_TEXTO FORNECIDO_:
- - - - -
RECORTES POÉTICOS NA OBRA DE
GILBERTO CARDOSO - Trabalho acadêmico feito por Débora Fernanda para o curso de Artes Visuais
A
CRIANÇA E O URUBU
Cordel por Gilberto Cardoso dos Santos
Peço ao leitor do poema
Que mire a fotografia,
Razão de ser desse tema
Que ao cordel serve de guia.
Veja esta foto sombria,
No mundo inteiro espalhada.
Fotografia odiada
Por aquele que a tirou,
Que famosa se tornou
E foi muito premiada.
Na foto é apresentada
Uma criança morrendo.
Na cena aqui registrada,
Não há ninguém socorrendo.
O tempo vai transcorrendo
E a cena grita ao olhar.
Miserável é o lugar
E a condição sub humana
Onde a ave, soberana,
Espera se alimentar.
No olhar inexpressivo,
Claros prenúncios da morte.
O urubu, muito vivo,
Ali se demonstra forte.
Eis alguém entregue à sorte,
Melhor dizendo ao azar.
De nascer em um lugar
Onde reina o sofrimento
E o mais básico sustento
Não se consegue arranjar.
- - - - -
[Dados coletados]
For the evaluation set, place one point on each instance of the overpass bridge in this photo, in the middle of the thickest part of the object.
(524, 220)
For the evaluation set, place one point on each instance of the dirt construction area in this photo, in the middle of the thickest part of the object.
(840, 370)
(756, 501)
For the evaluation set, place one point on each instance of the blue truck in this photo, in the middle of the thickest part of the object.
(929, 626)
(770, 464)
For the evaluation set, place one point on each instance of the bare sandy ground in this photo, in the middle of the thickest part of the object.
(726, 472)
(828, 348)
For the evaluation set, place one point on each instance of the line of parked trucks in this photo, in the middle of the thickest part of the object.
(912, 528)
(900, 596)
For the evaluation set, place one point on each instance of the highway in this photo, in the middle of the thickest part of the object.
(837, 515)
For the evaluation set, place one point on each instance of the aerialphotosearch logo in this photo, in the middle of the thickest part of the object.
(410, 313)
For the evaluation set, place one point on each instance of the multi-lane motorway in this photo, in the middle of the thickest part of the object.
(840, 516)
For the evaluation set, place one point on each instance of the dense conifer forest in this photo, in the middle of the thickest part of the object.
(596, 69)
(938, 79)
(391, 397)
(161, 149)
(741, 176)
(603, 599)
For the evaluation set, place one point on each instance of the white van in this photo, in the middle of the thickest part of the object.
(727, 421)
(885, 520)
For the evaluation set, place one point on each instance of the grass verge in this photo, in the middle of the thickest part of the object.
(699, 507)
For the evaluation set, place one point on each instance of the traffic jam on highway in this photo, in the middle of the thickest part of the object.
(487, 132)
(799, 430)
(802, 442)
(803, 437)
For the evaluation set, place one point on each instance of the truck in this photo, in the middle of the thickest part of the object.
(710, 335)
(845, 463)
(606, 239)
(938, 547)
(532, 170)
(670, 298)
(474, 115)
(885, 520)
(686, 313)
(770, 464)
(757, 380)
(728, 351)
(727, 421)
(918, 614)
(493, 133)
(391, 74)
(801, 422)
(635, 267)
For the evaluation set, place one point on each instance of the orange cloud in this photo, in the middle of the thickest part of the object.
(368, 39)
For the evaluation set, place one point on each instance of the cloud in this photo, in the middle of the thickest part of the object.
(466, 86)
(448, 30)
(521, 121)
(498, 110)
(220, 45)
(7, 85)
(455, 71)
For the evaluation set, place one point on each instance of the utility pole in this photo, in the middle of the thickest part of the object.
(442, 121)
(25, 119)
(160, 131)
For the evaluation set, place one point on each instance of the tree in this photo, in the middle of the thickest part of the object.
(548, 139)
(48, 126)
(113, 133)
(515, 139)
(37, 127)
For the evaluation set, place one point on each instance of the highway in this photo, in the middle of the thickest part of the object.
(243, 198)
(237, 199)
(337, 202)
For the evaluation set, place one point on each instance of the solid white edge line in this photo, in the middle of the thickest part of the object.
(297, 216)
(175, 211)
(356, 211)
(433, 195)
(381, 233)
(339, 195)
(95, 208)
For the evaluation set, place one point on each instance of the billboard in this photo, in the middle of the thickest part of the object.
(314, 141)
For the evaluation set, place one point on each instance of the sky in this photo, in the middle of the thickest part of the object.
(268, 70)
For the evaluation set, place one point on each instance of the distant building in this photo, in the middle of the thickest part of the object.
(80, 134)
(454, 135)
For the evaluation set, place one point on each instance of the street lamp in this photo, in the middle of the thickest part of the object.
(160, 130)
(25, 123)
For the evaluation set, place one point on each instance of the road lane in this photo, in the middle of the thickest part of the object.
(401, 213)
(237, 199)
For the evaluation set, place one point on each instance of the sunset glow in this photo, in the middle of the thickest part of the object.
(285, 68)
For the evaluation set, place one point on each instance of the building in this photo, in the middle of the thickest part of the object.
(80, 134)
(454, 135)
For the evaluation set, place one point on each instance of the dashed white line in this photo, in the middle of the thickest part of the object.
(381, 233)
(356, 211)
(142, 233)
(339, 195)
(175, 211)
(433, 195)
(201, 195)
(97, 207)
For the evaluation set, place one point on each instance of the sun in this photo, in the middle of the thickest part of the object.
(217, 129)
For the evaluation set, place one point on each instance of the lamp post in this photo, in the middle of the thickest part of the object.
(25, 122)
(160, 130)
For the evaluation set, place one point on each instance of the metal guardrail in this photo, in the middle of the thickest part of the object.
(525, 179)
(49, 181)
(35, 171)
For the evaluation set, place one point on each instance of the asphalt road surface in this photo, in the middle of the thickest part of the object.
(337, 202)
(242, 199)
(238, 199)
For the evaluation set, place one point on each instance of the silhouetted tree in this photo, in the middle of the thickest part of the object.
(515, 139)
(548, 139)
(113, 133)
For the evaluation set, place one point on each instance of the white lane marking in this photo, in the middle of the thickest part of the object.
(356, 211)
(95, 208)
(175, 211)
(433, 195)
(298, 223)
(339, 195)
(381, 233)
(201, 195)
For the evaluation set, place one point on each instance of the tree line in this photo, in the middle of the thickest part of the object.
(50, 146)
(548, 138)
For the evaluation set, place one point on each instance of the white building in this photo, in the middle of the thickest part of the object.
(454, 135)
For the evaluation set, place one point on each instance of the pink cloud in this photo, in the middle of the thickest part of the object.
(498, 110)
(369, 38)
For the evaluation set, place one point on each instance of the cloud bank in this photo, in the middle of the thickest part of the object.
- - - - -
_TAREFAS_:
- a) Cite do cordel o trecho que abre com as palavras "O tempo vai" e fecha com "dizendo ao azar.".
- b) Segundo o cordel, o que aconteceu com a fotografia, além de ela ter ficado famosa?
As entradas foram obtidas de outra fonte.

_RESPOSTAS_:
- a)
O tempo vai transcorrendo
E a cena grita ao olhar.
Miserável é o lugar
E a condição sub humana
Onde a ave, soberana,
Espera se alimentar.
No olhar inexpressivo,
Claros prenúncios da morte.
O urubu, muito vivo,
Ali se demonstra forte.
Eis alguém entregue à sorte,
Melhor dizendo ao azar.

- b) Ela foi muito premiada.